Records contained in a dataset »
>> begin

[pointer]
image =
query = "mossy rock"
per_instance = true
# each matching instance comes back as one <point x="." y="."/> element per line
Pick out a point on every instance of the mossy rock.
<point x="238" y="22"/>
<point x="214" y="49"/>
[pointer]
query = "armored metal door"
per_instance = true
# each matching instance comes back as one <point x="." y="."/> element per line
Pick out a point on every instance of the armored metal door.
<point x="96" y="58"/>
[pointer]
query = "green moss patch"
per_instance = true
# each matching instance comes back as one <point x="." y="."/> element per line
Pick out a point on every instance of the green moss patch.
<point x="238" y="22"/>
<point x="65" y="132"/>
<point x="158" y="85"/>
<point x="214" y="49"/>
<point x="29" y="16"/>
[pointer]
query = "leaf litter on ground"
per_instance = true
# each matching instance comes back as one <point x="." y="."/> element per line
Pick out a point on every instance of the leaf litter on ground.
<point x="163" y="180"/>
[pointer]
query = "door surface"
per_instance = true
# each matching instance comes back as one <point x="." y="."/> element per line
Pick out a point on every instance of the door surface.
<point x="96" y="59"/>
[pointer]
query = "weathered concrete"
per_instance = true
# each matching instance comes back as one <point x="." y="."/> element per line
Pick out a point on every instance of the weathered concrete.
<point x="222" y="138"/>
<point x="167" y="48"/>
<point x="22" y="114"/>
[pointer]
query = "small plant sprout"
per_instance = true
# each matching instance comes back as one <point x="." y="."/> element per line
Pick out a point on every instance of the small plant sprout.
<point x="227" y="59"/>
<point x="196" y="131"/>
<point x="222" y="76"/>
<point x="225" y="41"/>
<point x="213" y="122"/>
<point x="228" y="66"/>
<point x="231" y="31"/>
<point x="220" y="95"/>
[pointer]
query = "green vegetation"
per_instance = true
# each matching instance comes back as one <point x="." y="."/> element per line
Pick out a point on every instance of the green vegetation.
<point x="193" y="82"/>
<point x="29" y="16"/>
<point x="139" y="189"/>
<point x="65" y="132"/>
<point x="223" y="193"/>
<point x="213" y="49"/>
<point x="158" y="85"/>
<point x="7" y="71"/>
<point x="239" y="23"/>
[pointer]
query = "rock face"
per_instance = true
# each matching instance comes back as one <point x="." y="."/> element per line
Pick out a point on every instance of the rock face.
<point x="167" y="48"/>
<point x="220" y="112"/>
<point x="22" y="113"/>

>> end

Task objective » Copy the entries above exactly, leaving none out.

In response »
[pointer]
image =
query = "mossy rock"
per_instance = true
# each matching instance comes back as one <point x="." y="."/> element per line
Pick out a point on every instance of the mossy rock.
<point x="238" y="22"/>
<point x="214" y="49"/>
[pointer]
query = "armored metal door"
per_instance = true
# each matching instance comes back as one <point x="." y="."/> element per line
Pick out a point on every instance of the armored metal door.
<point x="96" y="58"/>
[pointer]
query = "green moss patch"
per_instance = true
# each matching instance comes back as one <point x="." y="."/> element per line
Pick out a point on every instance of the green moss patch.
<point x="238" y="22"/>
<point x="65" y="132"/>
<point x="158" y="85"/>
<point x="214" y="49"/>
<point x="29" y="16"/>
[pointer]
query = "leaf litter on ground"
per_instance = true
# each matching instance comes back as one <point x="." y="."/> element per line
Pick out a point on every instance of the leaf litter on ground.
<point x="163" y="180"/>
[pointer]
query = "door surface"
per_instance = true
# each matching instance comes back as one <point x="." y="."/> element per line
Pick out a point on every instance of the door surface.
<point x="96" y="59"/>
[pointer]
query = "weathered concrete"
per_instance = true
# each matching instance comes back as one <point x="." y="."/> element per line
Pick out a point on every instance of the weathered concrete.
<point x="222" y="138"/>
<point x="167" y="48"/>
<point x="22" y="114"/>
[pointer]
query = "small plant sprout"
per_instance = true
# each matching instance comes back as one <point x="." y="."/> element per line
Pick out a point on every instance of the small plant sprout.
<point x="227" y="59"/>
<point x="196" y="131"/>
<point x="222" y="76"/>
<point x="225" y="41"/>
<point x="213" y="122"/>
<point x="228" y="66"/>
<point x="231" y="31"/>
<point x="220" y="95"/>
[pointer]
query = "green vegetation"
per_instance = true
# each matching instance comes back as one <point x="." y="."/> element per line
Pick out a point on every instance of the green vegetation.
<point x="193" y="82"/>
<point x="29" y="16"/>
<point x="139" y="189"/>
<point x="65" y="132"/>
<point x="223" y="193"/>
<point x="213" y="49"/>
<point x="158" y="85"/>
<point x="7" y="71"/>
<point x="239" y="23"/>
[pointer]
query = "rock face"
per_instance = true
# each matching instance comes back as one <point x="." y="."/> element per line
Pick out a point on every instance of the rock face.
<point x="167" y="48"/>
<point x="220" y="112"/>
<point x="22" y="113"/>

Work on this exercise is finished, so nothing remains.